Rewrite the listing from the line containing "In this exercise you will find the man's foot" through the last line, both included, changing "marker" to "pin" and leaving everything else the same. Give back only those lines.

--- begin INPUT DATA ---

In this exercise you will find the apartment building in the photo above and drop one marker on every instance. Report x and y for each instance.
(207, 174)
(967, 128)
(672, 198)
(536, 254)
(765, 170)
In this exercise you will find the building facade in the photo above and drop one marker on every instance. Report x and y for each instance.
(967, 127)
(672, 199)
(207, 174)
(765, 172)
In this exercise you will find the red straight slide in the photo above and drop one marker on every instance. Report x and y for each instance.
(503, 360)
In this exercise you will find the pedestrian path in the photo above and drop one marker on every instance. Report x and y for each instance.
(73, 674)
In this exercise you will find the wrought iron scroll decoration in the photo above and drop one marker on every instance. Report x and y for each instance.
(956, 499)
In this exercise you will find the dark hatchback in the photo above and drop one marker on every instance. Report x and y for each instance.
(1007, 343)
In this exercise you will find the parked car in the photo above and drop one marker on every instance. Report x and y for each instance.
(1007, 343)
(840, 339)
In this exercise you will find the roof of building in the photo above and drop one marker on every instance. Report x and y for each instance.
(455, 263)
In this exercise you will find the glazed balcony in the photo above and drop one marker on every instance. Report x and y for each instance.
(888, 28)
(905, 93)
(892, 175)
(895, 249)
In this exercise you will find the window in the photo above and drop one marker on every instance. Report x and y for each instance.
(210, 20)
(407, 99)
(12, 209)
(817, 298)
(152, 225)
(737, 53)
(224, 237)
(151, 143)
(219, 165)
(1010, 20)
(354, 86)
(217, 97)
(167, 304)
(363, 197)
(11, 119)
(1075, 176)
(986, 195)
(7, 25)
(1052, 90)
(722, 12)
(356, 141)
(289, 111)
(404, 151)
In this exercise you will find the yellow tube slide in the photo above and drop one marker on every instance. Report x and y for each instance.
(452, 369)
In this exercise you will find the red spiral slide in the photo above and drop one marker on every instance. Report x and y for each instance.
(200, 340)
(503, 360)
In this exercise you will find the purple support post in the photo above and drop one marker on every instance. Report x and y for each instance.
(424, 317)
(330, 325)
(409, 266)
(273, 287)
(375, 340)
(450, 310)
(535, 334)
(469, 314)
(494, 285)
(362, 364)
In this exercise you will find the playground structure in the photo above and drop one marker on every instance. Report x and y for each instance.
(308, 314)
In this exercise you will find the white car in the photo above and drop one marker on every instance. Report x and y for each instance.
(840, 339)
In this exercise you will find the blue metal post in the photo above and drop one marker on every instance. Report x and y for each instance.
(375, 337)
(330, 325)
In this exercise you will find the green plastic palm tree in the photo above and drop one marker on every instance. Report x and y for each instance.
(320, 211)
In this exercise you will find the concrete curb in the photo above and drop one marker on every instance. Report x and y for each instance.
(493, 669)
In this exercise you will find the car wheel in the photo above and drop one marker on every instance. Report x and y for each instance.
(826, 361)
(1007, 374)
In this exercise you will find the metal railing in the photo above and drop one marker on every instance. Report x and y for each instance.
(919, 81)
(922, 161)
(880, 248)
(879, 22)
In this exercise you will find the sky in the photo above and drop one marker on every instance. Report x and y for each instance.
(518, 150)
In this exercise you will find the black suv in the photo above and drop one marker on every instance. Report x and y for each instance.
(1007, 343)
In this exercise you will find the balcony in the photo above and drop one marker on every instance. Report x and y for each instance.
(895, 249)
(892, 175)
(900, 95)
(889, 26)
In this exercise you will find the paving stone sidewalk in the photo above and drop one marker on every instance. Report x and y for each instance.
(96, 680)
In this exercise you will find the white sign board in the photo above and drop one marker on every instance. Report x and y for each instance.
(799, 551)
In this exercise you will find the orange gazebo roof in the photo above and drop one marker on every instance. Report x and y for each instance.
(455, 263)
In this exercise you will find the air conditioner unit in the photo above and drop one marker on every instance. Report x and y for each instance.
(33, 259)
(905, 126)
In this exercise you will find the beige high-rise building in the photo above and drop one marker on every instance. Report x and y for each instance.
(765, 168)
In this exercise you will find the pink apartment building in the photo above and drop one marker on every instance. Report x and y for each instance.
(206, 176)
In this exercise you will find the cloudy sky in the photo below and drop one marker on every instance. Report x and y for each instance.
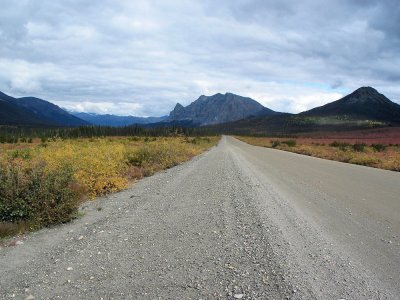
(140, 57)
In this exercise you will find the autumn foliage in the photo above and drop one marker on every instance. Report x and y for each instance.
(44, 183)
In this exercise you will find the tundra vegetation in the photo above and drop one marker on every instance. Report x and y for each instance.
(43, 181)
(369, 152)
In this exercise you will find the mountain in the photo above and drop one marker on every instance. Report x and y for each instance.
(30, 111)
(364, 108)
(116, 121)
(219, 108)
(13, 114)
(49, 111)
(363, 103)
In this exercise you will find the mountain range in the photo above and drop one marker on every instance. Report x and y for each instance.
(115, 121)
(365, 107)
(219, 108)
(30, 111)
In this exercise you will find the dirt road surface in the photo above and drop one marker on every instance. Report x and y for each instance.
(238, 222)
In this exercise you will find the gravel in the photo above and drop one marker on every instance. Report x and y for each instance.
(217, 227)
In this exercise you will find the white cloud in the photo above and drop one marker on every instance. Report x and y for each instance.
(118, 108)
(146, 55)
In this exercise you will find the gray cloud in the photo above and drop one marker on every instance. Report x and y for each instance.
(141, 57)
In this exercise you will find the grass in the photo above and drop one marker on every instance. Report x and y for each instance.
(43, 183)
(375, 155)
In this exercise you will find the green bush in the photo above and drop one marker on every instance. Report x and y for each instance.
(275, 143)
(290, 143)
(359, 147)
(378, 147)
(341, 145)
(29, 193)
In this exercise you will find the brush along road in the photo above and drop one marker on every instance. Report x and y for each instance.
(238, 222)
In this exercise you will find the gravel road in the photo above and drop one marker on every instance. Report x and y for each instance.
(237, 222)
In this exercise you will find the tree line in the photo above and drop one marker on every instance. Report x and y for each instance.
(14, 134)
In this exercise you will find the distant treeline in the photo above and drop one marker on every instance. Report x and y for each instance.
(11, 134)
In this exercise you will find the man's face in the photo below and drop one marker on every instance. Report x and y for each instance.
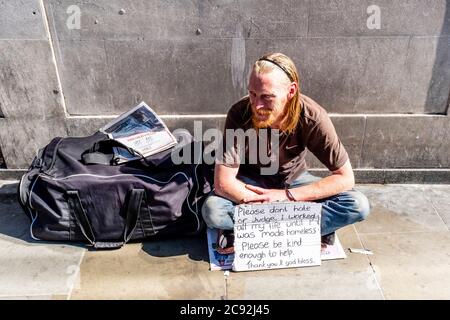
(268, 94)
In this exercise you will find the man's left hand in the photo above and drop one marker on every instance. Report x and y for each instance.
(264, 195)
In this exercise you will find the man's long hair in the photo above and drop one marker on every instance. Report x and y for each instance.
(284, 63)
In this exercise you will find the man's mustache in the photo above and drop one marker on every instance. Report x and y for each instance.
(263, 112)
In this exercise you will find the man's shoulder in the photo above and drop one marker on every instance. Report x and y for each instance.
(311, 110)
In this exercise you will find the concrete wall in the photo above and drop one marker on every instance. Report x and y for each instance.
(387, 89)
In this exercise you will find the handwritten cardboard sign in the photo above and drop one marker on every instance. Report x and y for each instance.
(276, 235)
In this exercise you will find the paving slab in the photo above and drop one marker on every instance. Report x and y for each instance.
(439, 196)
(399, 208)
(31, 269)
(350, 278)
(411, 265)
(164, 269)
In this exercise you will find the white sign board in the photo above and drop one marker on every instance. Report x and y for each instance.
(276, 235)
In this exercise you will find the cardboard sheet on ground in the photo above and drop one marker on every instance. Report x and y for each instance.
(294, 233)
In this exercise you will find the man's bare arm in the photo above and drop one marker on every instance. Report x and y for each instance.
(228, 186)
(341, 180)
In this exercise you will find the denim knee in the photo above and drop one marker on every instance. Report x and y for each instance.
(361, 205)
(217, 212)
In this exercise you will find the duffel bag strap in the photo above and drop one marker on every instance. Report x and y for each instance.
(79, 213)
(102, 152)
(133, 212)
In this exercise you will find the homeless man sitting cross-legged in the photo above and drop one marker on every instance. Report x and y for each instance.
(293, 123)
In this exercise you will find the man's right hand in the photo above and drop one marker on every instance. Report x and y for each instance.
(228, 186)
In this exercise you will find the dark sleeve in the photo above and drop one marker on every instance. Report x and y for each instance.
(325, 144)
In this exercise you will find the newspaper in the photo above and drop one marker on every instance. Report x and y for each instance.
(142, 131)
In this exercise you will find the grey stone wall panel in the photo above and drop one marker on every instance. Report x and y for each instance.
(21, 137)
(173, 77)
(407, 142)
(21, 19)
(161, 19)
(398, 18)
(28, 78)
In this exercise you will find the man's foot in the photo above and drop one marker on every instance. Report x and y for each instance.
(225, 242)
(328, 239)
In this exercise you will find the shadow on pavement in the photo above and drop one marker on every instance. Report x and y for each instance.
(194, 246)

--- end INPUT DATA ---

- SOLUTION FOR THIS TASK -
In this exercise you will find the man's foot in the photo above and drop one pin on every instance. Report x and y for each instance.
(225, 242)
(328, 239)
In this exercise you will find the shadow on pavement in the photo above and drop one pin on every instance. Report x and y for each instance.
(194, 246)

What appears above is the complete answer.